Assignment:
Restate all the lines below word for word, but omit the pictures.

[Start of section]

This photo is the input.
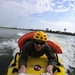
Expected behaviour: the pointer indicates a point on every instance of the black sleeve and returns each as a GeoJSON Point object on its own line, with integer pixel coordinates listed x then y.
{"type": "Point", "coordinates": [51, 57]}
{"type": "Point", "coordinates": [24, 56]}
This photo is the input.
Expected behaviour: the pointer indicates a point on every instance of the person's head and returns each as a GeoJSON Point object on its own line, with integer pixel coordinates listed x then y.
{"type": "Point", "coordinates": [40, 38]}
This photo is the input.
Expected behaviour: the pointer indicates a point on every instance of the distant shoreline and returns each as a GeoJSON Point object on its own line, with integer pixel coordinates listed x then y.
{"type": "Point", "coordinates": [48, 31]}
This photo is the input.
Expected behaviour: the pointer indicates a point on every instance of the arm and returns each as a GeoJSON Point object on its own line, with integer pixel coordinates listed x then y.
{"type": "Point", "coordinates": [23, 60]}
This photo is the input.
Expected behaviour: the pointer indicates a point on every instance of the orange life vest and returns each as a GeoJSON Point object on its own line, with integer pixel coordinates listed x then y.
{"type": "Point", "coordinates": [54, 46]}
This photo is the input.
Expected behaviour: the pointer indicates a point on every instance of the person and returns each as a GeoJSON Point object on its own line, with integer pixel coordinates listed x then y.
{"type": "Point", "coordinates": [36, 48]}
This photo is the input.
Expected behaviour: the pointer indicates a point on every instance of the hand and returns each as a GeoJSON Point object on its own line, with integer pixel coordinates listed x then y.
{"type": "Point", "coordinates": [49, 69]}
{"type": "Point", "coordinates": [22, 69]}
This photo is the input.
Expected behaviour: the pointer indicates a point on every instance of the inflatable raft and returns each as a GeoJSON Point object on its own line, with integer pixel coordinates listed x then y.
{"type": "Point", "coordinates": [40, 63]}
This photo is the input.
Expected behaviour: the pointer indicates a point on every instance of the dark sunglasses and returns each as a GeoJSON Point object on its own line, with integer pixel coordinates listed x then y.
{"type": "Point", "coordinates": [39, 42]}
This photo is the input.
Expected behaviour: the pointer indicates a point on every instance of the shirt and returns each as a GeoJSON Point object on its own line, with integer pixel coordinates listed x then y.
{"type": "Point", "coordinates": [29, 50]}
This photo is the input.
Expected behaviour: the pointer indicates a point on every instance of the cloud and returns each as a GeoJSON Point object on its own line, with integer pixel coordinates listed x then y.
{"type": "Point", "coordinates": [26, 7]}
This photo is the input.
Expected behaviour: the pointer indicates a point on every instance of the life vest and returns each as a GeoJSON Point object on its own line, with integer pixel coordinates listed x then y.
{"type": "Point", "coordinates": [29, 36]}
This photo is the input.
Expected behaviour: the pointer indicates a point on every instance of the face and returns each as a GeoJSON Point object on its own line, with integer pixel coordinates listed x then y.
{"type": "Point", "coordinates": [39, 45]}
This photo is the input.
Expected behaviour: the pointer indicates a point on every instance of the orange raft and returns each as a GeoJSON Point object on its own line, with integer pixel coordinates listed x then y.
{"type": "Point", "coordinates": [54, 46]}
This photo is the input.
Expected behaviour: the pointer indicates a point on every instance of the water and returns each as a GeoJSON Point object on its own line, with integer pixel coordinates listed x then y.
{"type": "Point", "coordinates": [9, 47]}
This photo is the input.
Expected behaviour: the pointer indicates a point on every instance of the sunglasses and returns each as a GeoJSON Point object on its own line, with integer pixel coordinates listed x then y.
{"type": "Point", "coordinates": [39, 42]}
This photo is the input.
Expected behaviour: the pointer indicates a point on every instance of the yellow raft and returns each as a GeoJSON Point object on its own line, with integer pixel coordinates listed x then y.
{"type": "Point", "coordinates": [35, 66]}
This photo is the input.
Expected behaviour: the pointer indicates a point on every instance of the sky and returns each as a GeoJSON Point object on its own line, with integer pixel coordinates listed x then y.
{"type": "Point", "coordinates": [55, 15]}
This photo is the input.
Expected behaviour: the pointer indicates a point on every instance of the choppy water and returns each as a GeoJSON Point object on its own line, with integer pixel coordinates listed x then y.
{"type": "Point", "coordinates": [9, 47]}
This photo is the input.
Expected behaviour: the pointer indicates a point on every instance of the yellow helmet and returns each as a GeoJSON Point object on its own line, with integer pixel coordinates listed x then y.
{"type": "Point", "coordinates": [40, 35]}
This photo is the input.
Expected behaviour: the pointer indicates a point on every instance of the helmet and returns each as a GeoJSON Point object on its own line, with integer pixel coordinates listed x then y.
{"type": "Point", "coordinates": [40, 35]}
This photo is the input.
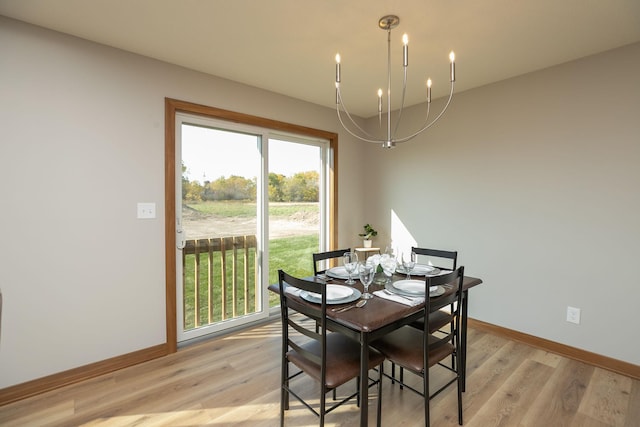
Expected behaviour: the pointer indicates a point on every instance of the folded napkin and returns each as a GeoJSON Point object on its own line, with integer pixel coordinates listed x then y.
{"type": "Point", "coordinates": [442, 272]}
{"type": "Point", "coordinates": [292, 290]}
{"type": "Point", "coordinates": [397, 298]}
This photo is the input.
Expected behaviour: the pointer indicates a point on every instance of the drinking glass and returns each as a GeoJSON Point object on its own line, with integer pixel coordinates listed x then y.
{"type": "Point", "coordinates": [350, 261]}
{"type": "Point", "coordinates": [366, 273]}
{"type": "Point", "coordinates": [409, 262]}
{"type": "Point", "coordinates": [389, 265]}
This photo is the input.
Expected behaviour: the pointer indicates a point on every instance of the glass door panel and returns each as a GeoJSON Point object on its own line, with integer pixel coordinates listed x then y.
{"type": "Point", "coordinates": [218, 212]}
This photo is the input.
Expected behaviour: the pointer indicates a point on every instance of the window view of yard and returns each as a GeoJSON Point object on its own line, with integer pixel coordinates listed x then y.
{"type": "Point", "coordinates": [293, 238]}
{"type": "Point", "coordinates": [220, 217]}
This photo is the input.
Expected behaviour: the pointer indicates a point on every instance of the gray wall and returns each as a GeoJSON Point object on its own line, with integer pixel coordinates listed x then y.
{"type": "Point", "coordinates": [82, 130]}
{"type": "Point", "coordinates": [534, 180]}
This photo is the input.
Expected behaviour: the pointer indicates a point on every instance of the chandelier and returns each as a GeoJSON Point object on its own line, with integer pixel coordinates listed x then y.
{"type": "Point", "coordinates": [388, 23]}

[End of section]

The completed task:
This photo is the input.
Expected behaviour: the pointer indicates a point on every instance of the black sleeve and returns each as a GeoJSON Point object on its own line, with integer pixel coordinates listed x then y.
{"type": "Point", "coordinates": [51, 57]}
{"type": "Point", "coordinates": [24, 56]}
This photo is the input.
Expected behaviour: the pointer indicates a point on every instance of the person's head and returns each as a GeoJSON Point object on its own line, with integer pixel coordinates listed x then y.
{"type": "Point", "coordinates": [40, 38]}
This photo is the input.
Expected behaviour: the pointer indicates a point on every instance of the distant shoreline and returns each as a GeoJSON Point object on its own line, with integer pixel coordinates listed x then y.
{"type": "Point", "coordinates": [48, 31]}
This photo is the input.
Expected behaviour: the pointer indicates a point on every instance of the arm and returns each as a GeoJSON Point object on its own line, with integer pixel coordinates listed x then y.
{"type": "Point", "coordinates": [23, 60]}
This photo is the input.
Expected behaviour: the pointer indicates a point on every instance of the orange life vest and returns each as a GeoJSON Point object on its own line, with integer pixel coordinates listed x then y.
{"type": "Point", "coordinates": [54, 46]}
This photo is the input.
Expected behaviour: the pointer indicates a point on every instance of the person and returns each as a GeoJSON Point object on its own line, with integer pixel coordinates listed x then y.
{"type": "Point", "coordinates": [36, 48]}
This photo is the input.
Expected behaviour: the pointer indicates a point on every instance of the hand and returns each as a GeoJSON Point object on its own line, with integer pixel coordinates listed x then y.
{"type": "Point", "coordinates": [49, 69]}
{"type": "Point", "coordinates": [22, 69]}
This photo is the input.
Expected behaviour: the pointer indicates a point on every instance of the inflatable raft and returns each as a GeoJSON Point object on its own line, with integer pixel coordinates listed x then y.
{"type": "Point", "coordinates": [40, 63]}
This photo is the input.
Expected behaviour: the pointer indicates a point on every instance of the dark sunglasses and returns each as a GeoJSON Point object on its own line, with integer pixel coordinates listed x then y.
{"type": "Point", "coordinates": [39, 42]}
This photo is the input.
Expected behaviour: the pointer indicates a point on every instance of the shirt and returns each as a GeoJSON Point object on its own line, with integer pixel coordinates listed x then y.
{"type": "Point", "coordinates": [29, 50]}
This photo is the input.
Expected behaviour: the pointer indicates a point on every instance of the cloud and returns each as a GeoJSON Point object on its own line, with integer pixel coordinates listed x then y.
{"type": "Point", "coordinates": [26, 7]}
This photo is the input.
Expected behaviour: the pointer indicates a point on every instance of the life vest and returns each as a GeoJSON Point object on its own line, with integer pixel coordinates listed x then y.
{"type": "Point", "coordinates": [29, 36]}
This photo is the input.
Expected behaviour: the pointer indicates a point on every instance of the face and returns each as a GeoJSON Point object on its own line, with integer pixel coordinates listed x then y.
{"type": "Point", "coordinates": [39, 45]}
This photo is the input.
Expected behaviour: the pointer indicates a point on every instance of the orange raft and returns each as a GeoJSON Point object on its own line, with integer pixel coordinates listed x then y.
{"type": "Point", "coordinates": [54, 46]}
This photo is the input.
Expected behaviour: the pointer indicates a point on every instance of the water and returns each as a GeoJSON Point object on its own line, with integer pixel coordinates listed x then y.
{"type": "Point", "coordinates": [9, 47]}
This photo is the input.
Expected behaviour: the pointer indicates a point on every instance of the sunglasses and returns each as a GeoJSON Point object on its own line, with integer pixel coordinates listed x then y.
{"type": "Point", "coordinates": [39, 42]}
This photo is the input.
Expected behaviour: the pointer indicates a point on every instance of the yellow raft and returns each as a GeoJSON Point object on its own line, with integer pixel coordinates listed x then y.
{"type": "Point", "coordinates": [35, 66]}
This photo is the input.
Expected behaviour: the pointer indicates a point on every instance of the sky and returns each as a GeoJSON Point object on its own line, with integer pixel coordinates listed x then y.
{"type": "Point", "coordinates": [55, 15]}
This photo is the input.
Expected behaviour: the pointer indicates a point on every instance of the choppy water and returns each as a GeoJSON Point object on its own line, with integer pixel coordinates listed x then y.
{"type": "Point", "coordinates": [9, 47]}
This photo is the input.
Expected behaviour: the pointer indicates a point on every instance of the yellow helmet and returns each as a GeoJSON Point object on its own line, with integer pixel coordinates listed x then y.
{"type": "Point", "coordinates": [40, 35]}
This photo is the input.
Expected behaviour: the pointer indicates a point on every instance of the helmet and returns each as a GeoJSON Point object on its own line, with integer pixel coordinates listed x then y.
{"type": "Point", "coordinates": [40, 35]}
This photo is the input.
Expected behaviour: the pointer indicates a point on every instance of the folded napkin and returns each as a GeoJSON Point object on its own line, with integer pixel coordinates listed x then y.
{"type": "Point", "coordinates": [442, 272]}
{"type": "Point", "coordinates": [292, 290]}
{"type": "Point", "coordinates": [397, 298]}
This photo is the input.
Expected behaviour: the pointer indicates a point on every instance of the drinking glass and returns each as a GeoJSON Point object on its own line, with integer pixel coordinates listed x then y.
{"type": "Point", "coordinates": [350, 261]}
{"type": "Point", "coordinates": [366, 273]}
{"type": "Point", "coordinates": [409, 262]}
{"type": "Point", "coordinates": [389, 265]}
This photo is the input.
Expected behaviour: the pointer indicates a point on every instance of the glass door panel and returns each as a GeoJSON Point object on its own line, with integer pixel coordinates listed x then y.
{"type": "Point", "coordinates": [218, 212]}
This photo is the input.
Expected behaviour: the pointer indicates a point on every instance of the window view of yard and returns each as a GeoJSON Point object on its own line, with integer pixel coordinates listed x then y.
{"type": "Point", "coordinates": [293, 238]}
{"type": "Point", "coordinates": [220, 217]}
This photo is the input.
Expected behaviour: the pointer indicates a point on every instance of the gray wall and returns each as a GeoJSON Point object on its own line, with integer pixel coordinates listed x then y.
{"type": "Point", "coordinates": [82, 130]}
{"type": "Point", "coordinates": [534, 180]}
This photo is the input.
Expected behaviour: the pointer indicates a point on every instance of the chandelier and returns each as a GeoJSON Point object on its own line, with integer pixel coordinates listed x then y.
{"type": "Point", "coordinates": [388, 23]}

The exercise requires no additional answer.